(Stored items)
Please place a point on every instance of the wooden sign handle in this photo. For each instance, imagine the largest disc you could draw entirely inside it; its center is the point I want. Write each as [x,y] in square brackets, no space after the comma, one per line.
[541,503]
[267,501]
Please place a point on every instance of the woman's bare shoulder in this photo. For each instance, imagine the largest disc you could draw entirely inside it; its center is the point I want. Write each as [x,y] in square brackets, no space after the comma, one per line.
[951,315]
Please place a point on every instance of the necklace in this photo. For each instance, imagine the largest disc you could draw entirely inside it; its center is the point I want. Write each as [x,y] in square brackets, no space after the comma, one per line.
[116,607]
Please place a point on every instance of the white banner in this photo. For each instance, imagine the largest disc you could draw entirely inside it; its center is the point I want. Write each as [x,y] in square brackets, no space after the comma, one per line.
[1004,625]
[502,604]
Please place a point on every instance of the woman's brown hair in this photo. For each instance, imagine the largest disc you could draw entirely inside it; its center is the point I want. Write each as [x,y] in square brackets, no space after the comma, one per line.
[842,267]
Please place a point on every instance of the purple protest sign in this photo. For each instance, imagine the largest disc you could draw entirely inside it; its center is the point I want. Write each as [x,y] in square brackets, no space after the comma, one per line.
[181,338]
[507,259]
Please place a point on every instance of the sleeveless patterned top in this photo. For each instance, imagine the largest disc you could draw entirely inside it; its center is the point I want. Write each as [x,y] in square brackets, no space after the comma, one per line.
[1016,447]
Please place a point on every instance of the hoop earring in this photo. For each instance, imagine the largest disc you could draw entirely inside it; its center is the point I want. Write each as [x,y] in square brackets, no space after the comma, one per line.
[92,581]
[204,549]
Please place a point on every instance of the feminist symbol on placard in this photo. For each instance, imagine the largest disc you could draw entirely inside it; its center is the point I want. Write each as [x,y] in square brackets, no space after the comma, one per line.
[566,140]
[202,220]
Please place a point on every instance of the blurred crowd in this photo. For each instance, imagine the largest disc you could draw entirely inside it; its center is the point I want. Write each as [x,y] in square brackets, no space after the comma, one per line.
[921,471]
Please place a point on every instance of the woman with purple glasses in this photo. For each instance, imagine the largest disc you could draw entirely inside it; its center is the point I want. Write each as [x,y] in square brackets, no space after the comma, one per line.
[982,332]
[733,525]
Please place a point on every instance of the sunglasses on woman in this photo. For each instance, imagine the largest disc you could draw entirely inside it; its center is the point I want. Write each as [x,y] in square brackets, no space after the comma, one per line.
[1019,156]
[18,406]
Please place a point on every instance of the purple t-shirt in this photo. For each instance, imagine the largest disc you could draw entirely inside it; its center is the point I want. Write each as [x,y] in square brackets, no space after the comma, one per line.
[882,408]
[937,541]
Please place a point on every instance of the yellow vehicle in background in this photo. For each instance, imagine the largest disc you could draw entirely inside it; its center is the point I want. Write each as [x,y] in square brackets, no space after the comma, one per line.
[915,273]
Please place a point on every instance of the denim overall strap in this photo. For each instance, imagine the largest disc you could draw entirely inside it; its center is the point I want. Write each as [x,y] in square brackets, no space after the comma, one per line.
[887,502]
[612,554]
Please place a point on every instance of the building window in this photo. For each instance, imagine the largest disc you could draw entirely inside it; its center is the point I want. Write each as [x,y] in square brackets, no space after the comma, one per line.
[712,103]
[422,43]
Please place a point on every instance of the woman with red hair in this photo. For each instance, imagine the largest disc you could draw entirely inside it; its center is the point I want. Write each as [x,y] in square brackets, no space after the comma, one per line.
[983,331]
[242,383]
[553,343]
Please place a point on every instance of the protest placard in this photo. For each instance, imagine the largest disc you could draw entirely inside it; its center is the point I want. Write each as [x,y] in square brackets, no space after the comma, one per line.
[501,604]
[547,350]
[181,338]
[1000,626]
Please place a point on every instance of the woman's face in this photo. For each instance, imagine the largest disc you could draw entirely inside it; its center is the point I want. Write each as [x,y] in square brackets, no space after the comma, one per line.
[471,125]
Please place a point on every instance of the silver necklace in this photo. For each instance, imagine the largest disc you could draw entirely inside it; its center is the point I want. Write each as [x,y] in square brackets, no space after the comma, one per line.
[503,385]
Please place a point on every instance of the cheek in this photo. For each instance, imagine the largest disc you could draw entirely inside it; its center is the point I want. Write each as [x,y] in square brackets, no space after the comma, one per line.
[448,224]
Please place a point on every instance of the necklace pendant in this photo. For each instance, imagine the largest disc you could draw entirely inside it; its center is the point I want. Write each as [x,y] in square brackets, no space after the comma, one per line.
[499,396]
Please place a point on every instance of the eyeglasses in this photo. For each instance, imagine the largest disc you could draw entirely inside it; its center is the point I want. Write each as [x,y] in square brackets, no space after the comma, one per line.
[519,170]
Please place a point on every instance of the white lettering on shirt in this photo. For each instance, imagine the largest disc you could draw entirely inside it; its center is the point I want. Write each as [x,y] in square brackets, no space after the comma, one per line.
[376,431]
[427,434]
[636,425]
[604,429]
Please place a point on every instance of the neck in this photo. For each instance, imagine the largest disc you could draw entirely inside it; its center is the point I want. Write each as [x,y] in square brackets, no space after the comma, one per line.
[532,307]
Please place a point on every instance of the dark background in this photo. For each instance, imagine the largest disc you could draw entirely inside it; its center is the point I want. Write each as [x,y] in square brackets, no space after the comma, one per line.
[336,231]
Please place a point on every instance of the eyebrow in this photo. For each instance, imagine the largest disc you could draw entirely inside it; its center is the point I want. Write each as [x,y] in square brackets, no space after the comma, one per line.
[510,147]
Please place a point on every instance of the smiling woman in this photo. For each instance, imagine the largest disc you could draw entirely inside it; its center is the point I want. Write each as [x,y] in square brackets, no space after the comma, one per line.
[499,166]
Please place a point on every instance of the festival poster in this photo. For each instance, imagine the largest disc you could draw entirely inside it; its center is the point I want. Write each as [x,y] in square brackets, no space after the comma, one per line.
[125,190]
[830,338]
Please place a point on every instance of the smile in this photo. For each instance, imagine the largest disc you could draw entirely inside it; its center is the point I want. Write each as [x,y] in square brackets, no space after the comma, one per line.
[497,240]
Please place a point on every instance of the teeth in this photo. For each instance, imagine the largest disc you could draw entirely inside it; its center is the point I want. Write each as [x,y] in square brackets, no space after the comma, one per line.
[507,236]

PROBLEM TO SOLVE: Write all the entries again precisely as they were given.

ANSWER SECTION:
Please place a point on every instance of the wooden sign handle in this photo. For each instance, imagine the largest disc you could draw entirely inside it; its center is the point I want. Write each as [x,y] in square brackets, no space after the comma, one per line.
[541,503]
[267,501]
Please place a point on every instance of the woman's bare shoulder in this photo. For each instance, imagine the largest disc you could draw entirely inside it; its center is the point I want. Write each as [x,y] in square brackets, no space after the comma, one per line.
[951,315]
Please place a point on every instance of the necklace in this photo. For each instance, imagine the largest disc you could draw entirely inside it; its center is the point I want. Write each as [x,y] in square brackets, no space after the comma, one per line.
[116,607]
Please place a point on every instance of the white banner in this photo. For each instance, imagine the largest disc you could draw entirely inside it; its center is the point I want. Write each as [x,y] in square brackets, no space after the comma, one per line.
[1004,625]
[502,604]
Please place a point on every instance of the woman's brown hair in this photo. For each instance, imagine the largest disc you could draw entirely inside it; its center is the point I want. Write each as [x,y] in square brackets, no space after the comma, one per line.
[842,267]
Please place a point on every instance of the purple protest sign in this photo. For each instance, imagine the largest disc you could draw entirely inside it; its center is the point I want. Write each as [x,y] in square brackets, no space after the comma, one per line.
[181,338]
[507,259]
Please place a point on every instance of the sleeveless patterned top in this photo. For each instance, imagine the largest disc you could draw entirely inside it; its center is the point I want. Write each as [x,y] in square brackets, no space after the comma, one per line.
[1016,447]
Please place a point on every instance of the hoop earring in this photo. For each instance, imagine the largest disc you could draw entirely inside it; its center is the point I want. Write each as [x,y] in square brackets, no space after the comma, one per line.
[92,581]
[204,549]
Please place a point on every instance of the feminist symbol on placard in this photo. For each instance, imagine the largest disc you could draw entirely inside it; its center is the point I want. Write each as [x,y] in square brackets, no space after the comma, one per line.
[566,140]
[202,220]
Please place a point on every instance of the blurred crowd in this photo. For each instance, imagine the largest disc you could draw entirely inside it; its center is the point I want. Write each as [x,y] in square brackets, no space after the comma, one per line.
[921,471]
Please place a point on every instance of the woman with purple glasses in this photo. For each instance, imagine the largest disc you could draw entirely inside it; its center is the point I want. Write each as [x,y] in square brackets, no space after the comma, one per line.
[982,332]
[733,525]
Please place a point on every instance of the sunglasses on woman in this photo. For each instance, imagine the largest disc you could draw entirely inside it; its center is the point I want. Write each as [x,y] in square brackets, no space after the comma, one per line.
[1019,156]
[18,406]
Please place a point on every instance of the purple t-shirt in this photo. For each instance, imagine the largest disc you could draw entirely inside it; its center is the point I want. Write each as [x,y] in square brackets, no space after the comma, one per line.
[882,408]
[937,541]
Please place a point on every instance of the yellow vehicle in background in this photo. For each instance, imagine the largest disc you could draw entirely inside it; its center is the point I want. Write each as [x,y] in square brackets, no space after the comma, one per line.
[915,273]
Please place a point on every instance of the denim overall strap in this photo. For each instance, imagine the largest disc you could draw entirely inside it; its center is the point I want. Write each as [x,y] in square brackets, no space after the comma, one per line.
[887,502]
[612,554]
Please place a point on every instance of the building window in this photo. For each instance, imagine the largest disc you could draw entirely inside it; its center is the point I want. Write each as [x,y] in square brackets, no space after the comma, one per line.
[712,103]
[422,43]
Please place a point on every instance of the woman with red hair in this photo. For each instance, imagine the largest disc you could draw entirely inside it; its center is the point I want. Write each as [x,y] in square brackets, no space after the comma, one per line.
[983,331]
[242,383]
[553,343]
Please place a point on every instance of the protest placard in this photo. For each instance, imagine the largest disc you could draw entirely inside it; its center is the point I want. Write each as [x,y] in square brackets, no space after the comma, one per line.
[501,604]
[547,350]
[181,338]
[1000,626]
Please place a point on every instance of the woman's face in this photo. For each instance, imagine the largest disc you could draw entirely inside it; its center is the point I want. Write each as [x,y] in square brackets, no space after the comma, one per line.
[471,125]
Please place a point on every instance of the silver necklace in this photo. For each instance, imagine the largest disc you could draw entirely inside it; its center is the point I want. Write each as [x,y] in square brackets, no space after the comma, one per line.
[503,385]
Please place a point on every instance of the cheek in this photo. For each instance, imagine the largest disc you could draw entirely inside it; its center is the point I want. Write each as [x,y] in square brackets, no space after the comma, one per line.
[448,224]
Please place a point on every instance of the necklace pendant in this photo. For each instance, imagine the largest disc you could draw entirely inside it; its center is the point I want. Write each as [x,y] in square brackets, no space after the comma, one per line.
[499,396]
Please place a point on every instance of the eyeglasses in this photo. For each instance, imagine the largest disc you could draw entirely inside it; its center is the point I want. Write each as [x,y] in square brackets, no space after the comma, one per line.
[519,170]
Please place a point on every instance of the white lettering on shirt in this photo. For each instance, imagine the largest disc you could draw entirely inside it; its center is the point I want. Write each as [x,y] in square brackets, no space after the comma, one per line.
[376,431]
[427,434]
[636,425]
[604,429]
Please place a point on every instance of the neck in this photo. For each instance, imagine the largest disc you could draw entirely inside it; its center is the point I want. Write each as [x,y] in square brackets, no space after the comma, one per line.
[532,307]
Please place a point on every instance of the dark background in this photo. For each instance, imagine the largest disc you could draw entirely inside it; its center is the point I want. Write each as [x,y] in square brackets, no space after the comma, one per line.
[336,231]
Please place a point on every instance of the eyebrow in this photo. For each instance, imagine the largest disc you could draw entirely inside it; its center is the point I want. Write each as [x,y] in square brackets, no space after the comma, one per line.
[510,147]
Please place a point on every instance of the smiling woman in this photo. For each instance, imagine the largest disc you could draw entirely inside it; its center is the point I want. Write each as [x,y] in square brackets, no space after the comma, one per line.
[499,166]
Please place a point on every instance of the festival poster in this photo. For each instance, imagine the largest disc you could draw entirely inside it; its center is the point I want. Write each as [x,y] in square brackets, no space after the comma, one per line.
[125,190]
[830,338]
Please place a point on every instance of the smile in this photo. For each instance, imagine the largest disc you could draw entirely inside it; its center is the point I want. Write each as [x,y] in square brackets, no space after the comma, one per line.
[497,240]
Please place a point on every instance of the teeth in this photo. For each instance, imagine the largest disc you could draw entirely inside it; its center is the point I want. Write each as [x,y] in square brackets, no space after the comma, one per line.
[507,236]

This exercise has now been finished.